Of all the entries below, only the lines from the one with "of the plant" up to and including the one with "of the dark" are to be duplicated exactly.

[Opening Data records section]

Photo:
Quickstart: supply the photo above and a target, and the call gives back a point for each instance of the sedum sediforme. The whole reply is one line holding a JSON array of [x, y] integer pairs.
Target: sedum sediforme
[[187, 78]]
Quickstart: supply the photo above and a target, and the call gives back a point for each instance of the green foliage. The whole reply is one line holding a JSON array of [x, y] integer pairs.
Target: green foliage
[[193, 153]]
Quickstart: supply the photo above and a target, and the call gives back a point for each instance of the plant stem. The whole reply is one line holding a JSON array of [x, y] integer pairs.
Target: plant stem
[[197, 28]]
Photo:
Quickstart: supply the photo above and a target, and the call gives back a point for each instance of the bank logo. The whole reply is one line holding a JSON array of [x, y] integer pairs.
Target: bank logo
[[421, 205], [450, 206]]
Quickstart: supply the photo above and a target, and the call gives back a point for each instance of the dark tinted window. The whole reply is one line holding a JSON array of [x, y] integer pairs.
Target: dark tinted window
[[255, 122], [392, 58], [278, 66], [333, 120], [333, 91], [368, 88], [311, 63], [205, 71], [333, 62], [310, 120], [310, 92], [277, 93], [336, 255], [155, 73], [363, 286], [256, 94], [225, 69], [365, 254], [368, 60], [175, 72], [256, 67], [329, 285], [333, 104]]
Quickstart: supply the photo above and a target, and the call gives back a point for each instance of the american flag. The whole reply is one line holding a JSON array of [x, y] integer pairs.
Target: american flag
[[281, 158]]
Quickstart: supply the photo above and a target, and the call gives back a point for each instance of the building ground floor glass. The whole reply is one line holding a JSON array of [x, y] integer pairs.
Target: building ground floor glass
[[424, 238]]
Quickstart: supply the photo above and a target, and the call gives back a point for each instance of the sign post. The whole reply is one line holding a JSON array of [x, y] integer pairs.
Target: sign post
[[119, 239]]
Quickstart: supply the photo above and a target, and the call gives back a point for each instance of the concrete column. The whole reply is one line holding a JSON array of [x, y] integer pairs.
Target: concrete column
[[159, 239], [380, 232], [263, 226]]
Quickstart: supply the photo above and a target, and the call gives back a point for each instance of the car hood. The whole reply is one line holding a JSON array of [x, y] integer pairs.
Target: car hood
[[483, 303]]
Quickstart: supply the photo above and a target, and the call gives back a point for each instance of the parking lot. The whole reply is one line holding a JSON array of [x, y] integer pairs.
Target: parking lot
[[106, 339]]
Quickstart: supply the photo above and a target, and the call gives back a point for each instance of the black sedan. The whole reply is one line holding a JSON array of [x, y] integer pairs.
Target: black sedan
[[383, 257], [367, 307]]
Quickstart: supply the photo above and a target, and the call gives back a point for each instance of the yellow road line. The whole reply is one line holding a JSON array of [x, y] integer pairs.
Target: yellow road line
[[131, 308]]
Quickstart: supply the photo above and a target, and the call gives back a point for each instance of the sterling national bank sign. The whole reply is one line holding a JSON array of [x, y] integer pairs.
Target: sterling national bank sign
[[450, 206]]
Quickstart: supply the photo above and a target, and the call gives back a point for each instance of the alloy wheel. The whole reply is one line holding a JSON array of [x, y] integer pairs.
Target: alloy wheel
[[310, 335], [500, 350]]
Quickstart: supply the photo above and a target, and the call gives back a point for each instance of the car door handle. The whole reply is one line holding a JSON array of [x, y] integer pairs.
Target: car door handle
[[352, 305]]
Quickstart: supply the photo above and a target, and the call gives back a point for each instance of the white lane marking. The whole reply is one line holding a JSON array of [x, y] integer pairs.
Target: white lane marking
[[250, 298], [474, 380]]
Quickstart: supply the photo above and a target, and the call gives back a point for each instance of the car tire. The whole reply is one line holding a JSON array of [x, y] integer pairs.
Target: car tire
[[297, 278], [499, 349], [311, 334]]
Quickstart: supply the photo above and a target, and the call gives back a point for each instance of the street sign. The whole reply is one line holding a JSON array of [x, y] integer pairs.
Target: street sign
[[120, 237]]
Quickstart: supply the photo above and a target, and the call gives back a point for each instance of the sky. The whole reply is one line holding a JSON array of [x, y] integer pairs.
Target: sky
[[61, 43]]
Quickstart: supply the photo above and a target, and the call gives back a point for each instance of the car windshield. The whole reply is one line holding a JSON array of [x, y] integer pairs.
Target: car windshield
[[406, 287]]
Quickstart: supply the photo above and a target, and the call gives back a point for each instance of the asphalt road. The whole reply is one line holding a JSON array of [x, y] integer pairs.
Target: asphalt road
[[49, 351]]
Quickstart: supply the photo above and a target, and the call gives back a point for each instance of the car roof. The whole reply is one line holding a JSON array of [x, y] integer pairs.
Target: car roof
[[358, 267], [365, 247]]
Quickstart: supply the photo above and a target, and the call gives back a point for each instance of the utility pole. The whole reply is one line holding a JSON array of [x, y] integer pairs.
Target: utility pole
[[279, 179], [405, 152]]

[Closing Data records section]

• [Answer to this problem]:
Quickstart: supply the photo above and a target, and the call gives back a point for each instance of the plant stem. The whole reply is one line holding a JSON array of [x, y] integer pairs.
Target: plant stem
[[197, 28]]
Photo:
Quickstart: supply the photo above and a target, and the call gives back a point for each instance of the bank logo. The whole reply is one line holding a JSON array of [x, y] integer pairs.
Target: bank logo
[[421, 205], [450, 206]]
Quickstart: supply the photo above and a target, and the call gives back a point for each instance of the dark tinted window. The whole reply is one line holding a JSON array of [x, y] integer pairs.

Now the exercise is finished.